(Dataset entries)
***

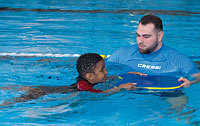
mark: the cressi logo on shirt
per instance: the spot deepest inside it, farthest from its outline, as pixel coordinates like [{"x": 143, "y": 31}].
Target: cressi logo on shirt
[{"x": 149, "y": 66}]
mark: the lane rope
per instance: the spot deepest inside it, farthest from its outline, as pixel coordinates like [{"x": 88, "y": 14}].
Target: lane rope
[{"x": 44, "y": 55}]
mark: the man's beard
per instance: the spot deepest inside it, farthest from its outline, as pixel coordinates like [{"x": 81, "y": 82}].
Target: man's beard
[{"x": 148, "y": 50}]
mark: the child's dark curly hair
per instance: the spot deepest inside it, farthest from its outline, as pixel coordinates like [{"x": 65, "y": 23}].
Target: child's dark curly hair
[{"x": 86, "y": 63}]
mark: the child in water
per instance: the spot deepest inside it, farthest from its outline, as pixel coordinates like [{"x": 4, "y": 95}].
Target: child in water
[{"x": 91, "y": 69}]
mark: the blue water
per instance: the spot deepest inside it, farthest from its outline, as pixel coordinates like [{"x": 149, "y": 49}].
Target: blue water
[{"x": 76, "y": 27}]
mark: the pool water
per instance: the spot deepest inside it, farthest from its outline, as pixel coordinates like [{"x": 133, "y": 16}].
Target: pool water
[{"x": 101, "y": 26}]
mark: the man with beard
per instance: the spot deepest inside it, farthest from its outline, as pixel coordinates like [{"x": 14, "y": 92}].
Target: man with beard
[{"x": 151, "y": 56}]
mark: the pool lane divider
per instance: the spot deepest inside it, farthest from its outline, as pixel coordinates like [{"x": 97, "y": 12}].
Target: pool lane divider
[{"x": 44, "y": 55}]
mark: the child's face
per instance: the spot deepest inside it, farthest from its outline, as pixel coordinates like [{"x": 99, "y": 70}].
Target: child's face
[{"x": 100, "y": 72}]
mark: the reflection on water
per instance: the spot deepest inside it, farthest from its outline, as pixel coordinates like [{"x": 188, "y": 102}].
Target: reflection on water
[
  {"x": 139, "y": 11},
  {"x": 85, "y": 108}
]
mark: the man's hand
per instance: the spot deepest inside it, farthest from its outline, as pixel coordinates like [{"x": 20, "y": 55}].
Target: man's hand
[{"x": 128, "y": 86}]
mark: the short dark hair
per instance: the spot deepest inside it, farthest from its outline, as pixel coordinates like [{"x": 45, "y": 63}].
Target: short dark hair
[
  {"x": 152, "y": 19},
  {"x": 86, "y": 63}
]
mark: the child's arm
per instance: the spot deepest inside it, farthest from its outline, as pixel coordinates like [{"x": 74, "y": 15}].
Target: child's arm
[{"x": 127, "y": 86}]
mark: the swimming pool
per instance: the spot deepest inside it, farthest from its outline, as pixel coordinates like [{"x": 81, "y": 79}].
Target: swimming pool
[{"x": 76, "y": 27}]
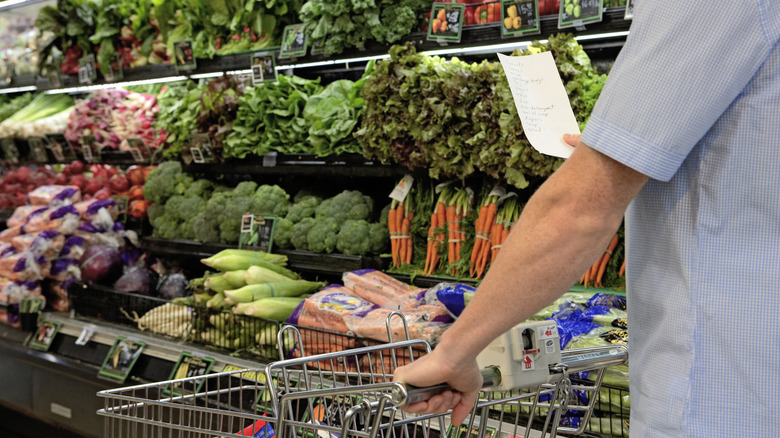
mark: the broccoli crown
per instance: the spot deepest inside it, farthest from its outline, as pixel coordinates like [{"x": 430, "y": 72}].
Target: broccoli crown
[
  {"x": 270, "y": 200},
  {"x": 299, "y": 234},
  {"x": 161, "y": 182},
  {"x": 305, "y": 207},
  {"x": 245, "y": 189},
  {"x": 349, "y": 204},
  {"x": 323, "y": 235},
  {"x": 205, "y": 228},
  {"x": 353, "y": 238},
  {"x": 379, "y": 236},
  {"x": 201, "y": 187},
  {"x": 282, "y": 233}
]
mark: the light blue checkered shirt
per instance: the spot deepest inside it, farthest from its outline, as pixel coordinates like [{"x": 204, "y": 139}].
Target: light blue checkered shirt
[{"x": 693, "y": 101}]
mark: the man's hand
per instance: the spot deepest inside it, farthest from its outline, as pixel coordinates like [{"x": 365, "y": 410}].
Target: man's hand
[{"x": 434, "y": 368}]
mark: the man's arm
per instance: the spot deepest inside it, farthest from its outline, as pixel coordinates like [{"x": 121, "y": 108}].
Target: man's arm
[{"x": 563, "y": 229}]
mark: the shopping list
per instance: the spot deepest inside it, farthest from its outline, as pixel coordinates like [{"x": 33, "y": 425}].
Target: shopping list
[{"x": 541, "y": 101}]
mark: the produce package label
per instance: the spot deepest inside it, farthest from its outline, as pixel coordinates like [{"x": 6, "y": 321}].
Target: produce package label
[{"x": 541, "y": 101}]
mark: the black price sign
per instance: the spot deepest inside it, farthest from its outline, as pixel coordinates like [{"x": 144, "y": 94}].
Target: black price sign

***

◆ EXERCISE DIRECTIONS: All of the data is to be transcribed exactly, with images omitted.

◆ RESULT:
mark: the cressi logo on shirt
per instance: the spot deepest inside it, farthest from its outline, as pixel coordinates like [{"x": 143, "y": 31}].
Target: cressi logo on shirt
[{"x": 149, "y": 66}]
mark: the lane rope
per instance: the spot deepest inside it, farthest from its outline, as pixel coordinates like [{"x": 88, "y": 14}].
Target: lane rope
[{"x": 44, "y": 55}]
mark: the man's beard
per instance: the spot deepest inside it, farthest from its outline, as pixel coordinates like [{"x": 81, "y": 82}].
Target: man's beard
[{"x": 148, "y": 50}]
mark: the child's dark curly hair
per instance: the spot deepest inside it, farthest from its outline, as pixel coordinates like [{"x": 65, "y": 23}].
Target: child's dark curly hair
[{"x": 86, "y": 63}]
mark: the child in water
per instance: the spot deepest inside it, farthest from its outline, as pixel coordinates like [{"x": 4, "y": 95}].
Target: child in water
[{"x": 91, "y": 69}]
mark: the blue water
per instance: the spot deepest inside it, farthest from its outline, as pixel coordinates like [{"x": 149, "y": 49}].
Target: blue water
[{"x": 76, "y": 27}]
mark: the pool water
per instance: the spot deepest inside it, farthest from its outline, as pixel coordinates like [{"x": 133, "y": 16}].
Target: pool water
[{"x": 101, "y": 26}]
mark: the man with beard
per instance: the spot deepest inside it, farthest from its outline, as pixel coordinates like [{"x": 14, "y": 92}].
Target: man with beard
[{"x": 151, "y": 56}]
mark: the pool lane divider
per instance: the spot deepest inside it, farthest from its outline, as pixel coordinates like [{"x": 97, "y": 12}].
Target: pool lane divider
[{"x": 44, "y": 55}]
mark: the child's face
per instance: the spot deepest inside it, farthest from its outline, as pixel coordinates like [{"x": 99, "y": 70}].
Target: child's face
[{"x": 100, "y": 72}]
mark: the reflection on water
per instance: the spot deepest inside it, farthest from its outline, as pixel coordinates like [{"x": 188, "y": 102}].
Target: reflection on water
[
  {"x": 139, "y": 11},
  {"x": 85, "y": 108}
]
mark: the man's hand
per instance: the spot deepest inside it, farthest from its outline, as pixel coordinates like [{"x": 20, "y": 55}].
Target: man's hand
[{"x": 128, "y": 86}]
mark: the short dark hair
per instance: the spot deepest inside it, farthest from its outline, as pixel coordinates like [{"x": 45, "y": 63}].
Target: short dark hair
[
  {"x": 152, "y": 19},
  {"x": 86, "y": 63}
]
mark: the child's arm
per instance: the spot deepest inside it, farthest from its outline, as pixel coordinates like [{"x": 74, "y": 15}].
Target: child's arm
[{"x": 127, "y": 86}]
mark: the swimming pool
per instance: the spot deepest inside it, farthest from its outline, as pixel coordinates like [{"x": 81, "y": 79}].
Target: swimming pool
[{"x": 76, "y": 27}]
mark: the broccoli crown
per instance: the spot deepest inside it, farthest from its outline, as pixel coordinates like [{"x": 430, "y": 72}].
Target: broccoli crown
[
  {"x": 270, "y": 200},
  {"x": 299, "y": 234},
  {"x": 161, "y": 182},
  {"x": 305, "y": 207},
  {"x": 245, "y": 189},
  {"x": 349, "y": 204},
  {"x": 323, "y": 235},
  {"x": 205, "y": 228},
  {"x": 353, "y": 238},
  {"x": 379, "y": 236},
  {"x": 201, "y": 187},
  {"x": 282, "y": 233}
]
mark: the light blue checkered shirt
per instance: the spot deepest inside it, farthest from its outline, as pixel coordinates like [{"x": 204, "y": 139}].
Target: light blue checkered shirt
[{"x": 693, "y": 101}]
mark: the man's hand
per instance: the spot deepest inside it, farthest from its outline, as pixel coordinates like [{"x": 365, "y": 410}].
Target: man's hand
[{"x": 434, "y": 368}]
mark: the man's arm
per instance: the spot deepest inside it, farthest from its outline, as pixel coordinates like [{"x": 121, "y": 108}].
Target: man's arm
[{"x": 563, "y": 229}]
mark: the shopping list
per instance: the spot deepest inside it, farthest from its outline, as pixel coordinates like [{"x": 33, "y": 425}].
Target: shopping list
[{"x": 541, "y": 101}]
mark: the produce package label
per instance: the spot deepest inside it, farthest from its outline, as pixel coordinates like [{"x": 6, "y": 321}].
Target: produce package label
[{"x": 541, "y": 101}]
mark: the black price sign
per instance: the spot deepest inside it, farthest from its outline, as pixel coordinates like [{"x": 144, "y": 94}].
Target: black price sign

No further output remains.